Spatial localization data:
=-=-=-=-=

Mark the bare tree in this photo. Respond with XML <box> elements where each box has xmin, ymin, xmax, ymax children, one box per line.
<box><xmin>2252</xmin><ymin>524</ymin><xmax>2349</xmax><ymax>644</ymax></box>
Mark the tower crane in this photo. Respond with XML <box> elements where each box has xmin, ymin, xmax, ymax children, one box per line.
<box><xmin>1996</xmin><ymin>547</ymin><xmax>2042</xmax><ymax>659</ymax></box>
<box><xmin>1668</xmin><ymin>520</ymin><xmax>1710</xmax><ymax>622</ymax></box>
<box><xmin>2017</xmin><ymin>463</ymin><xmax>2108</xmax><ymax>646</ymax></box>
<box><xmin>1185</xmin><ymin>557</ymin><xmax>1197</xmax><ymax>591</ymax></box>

=-=-=-=-=

Using the exact wording, transcribe all the records above.

Mark the bare tree in this photo. Respond with XML <box> elements where each box has xmin, ymin, xmax, ymax children, one box per line.
<box><xmin>2252</xmin><ymin>524</ymin><xmax>2349</xmax><ymax>644</ymax></box>
Mark the tower crane in this photo. Respond with XML <box> elements where each box has xmin, ymin, xmax, ymax children, one box per line.
<box><xmin>1996</xmin><ymin>547</ymin><xmax>2042</xmax><ymax>659</ymax></box>
<box><xmin>1668</xmin><ymin>520</ymin><xmax>1710</xmax><ymax>622</ymax></box>
<box><xmin>2017</xmin><ymin>463</ymin><xmax>2108</xmax><ymax>646</ymax></box>
<box><xmin>1185</xmin><ymin>557</ymin><xmax>1197</xmax><ymax>591</ymax></box>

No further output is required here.